抜粋箇所 -
数十万から百万個程度の星が100から300光年程度の領域に球状に密集している星団。中心に行くほど星の密度が急速に高くなる。球状星団は、銀河系のハロー内に銀河系円盤(ディスク)を包み込むように分布していて、銀河系のできる初期に形成された天体と考えられている。もっとも近いもので地球から約7000光年、もっとも遠いものは約35万光年も離れている。種族Ⅱの星からなり、重元素量は太陽の10%以下で1%以下のものも多い。球状星団では、寿命の短い青い主系列星はすでに進化してしまっているので、HR図(色‐等級図)では、主系列はG型星程度より赤い部分しかなく、それが赤色巨星分枝へと滑らかにつながっている。また、赤色巨星より進化した星からなる水平分枝も顕著に見られる。近年は、銀河系以外の銀河の球状星団の観測も進んでいる。球状星団の光度関数から銀河の距離を推定することもできる。銀河系以外の銀河にある球状星団の個数密度や色分布などの性質は、銀河系のものとは異なる場合があり、球状星団のできるプロセスは銀河によって異なることが示唆されている。

作業一覧 -
1. 球状星団についての文章によると、地球にもっとも近い球状星団はどれほど離れていますか。
2. 球状星団についての文章から、「数十万から百万個程度の星が1」と「異なることが示唆されている。」の間を、両端の語句も含めてそのまま抜き出してください。

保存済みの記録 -
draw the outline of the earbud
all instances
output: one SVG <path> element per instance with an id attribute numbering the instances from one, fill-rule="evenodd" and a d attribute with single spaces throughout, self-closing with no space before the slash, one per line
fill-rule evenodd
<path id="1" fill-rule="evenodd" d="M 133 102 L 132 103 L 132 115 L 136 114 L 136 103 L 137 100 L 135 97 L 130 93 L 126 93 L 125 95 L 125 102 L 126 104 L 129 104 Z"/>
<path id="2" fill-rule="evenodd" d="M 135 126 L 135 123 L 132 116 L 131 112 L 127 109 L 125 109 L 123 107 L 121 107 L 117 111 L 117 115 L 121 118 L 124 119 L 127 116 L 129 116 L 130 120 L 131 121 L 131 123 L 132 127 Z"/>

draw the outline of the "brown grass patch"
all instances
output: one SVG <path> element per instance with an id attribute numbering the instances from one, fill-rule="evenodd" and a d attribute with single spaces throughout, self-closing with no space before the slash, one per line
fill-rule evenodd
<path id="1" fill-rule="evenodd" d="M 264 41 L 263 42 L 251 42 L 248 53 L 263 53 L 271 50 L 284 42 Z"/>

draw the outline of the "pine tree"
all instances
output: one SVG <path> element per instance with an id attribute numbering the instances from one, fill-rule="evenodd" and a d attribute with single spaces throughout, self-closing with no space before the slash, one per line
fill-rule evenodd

解答 -
1. 約7000光年です。

2.
数十万から百万個程度の星が100から300光年程度の領域に球状に密集している星団。中心に行くほど星の密度が急速に高くなる。球状星団は、銀河系のハロー内に銀河系円盤(ディスク)を包み込むように分布していて、銀河系のできる初期に形成された天体と考えられている。もっとも近いもので地球から約7000光年、もっとも遠いものは約35万光年も離れている。種族Ⅱの星からなり、重元素量は太陽の10%以下で1%以下のものも多い。球状星団では、寿命の短い青い主系列星はすでに進化してしまっているので、HR図(色‐等級図)では、主系列はG型星程度より赤い部分しかなく、それが赤色巨星分枝へと滑らかにつながっている。また、赤色巨星より進化した星からなる水平分枝も顕著に見られる。近年は、銀河系以外の銀河の球状星団の観測も進んでいる。球状星団の光度関数から銀河の距離を推定することもできる。銀河系以外の銀河にある球状星団の個数密度や色分布などの性質は、銀河系のものとは異なる場合があり、球状星団のできるプロセスは銀河によって異なることが示唆されている。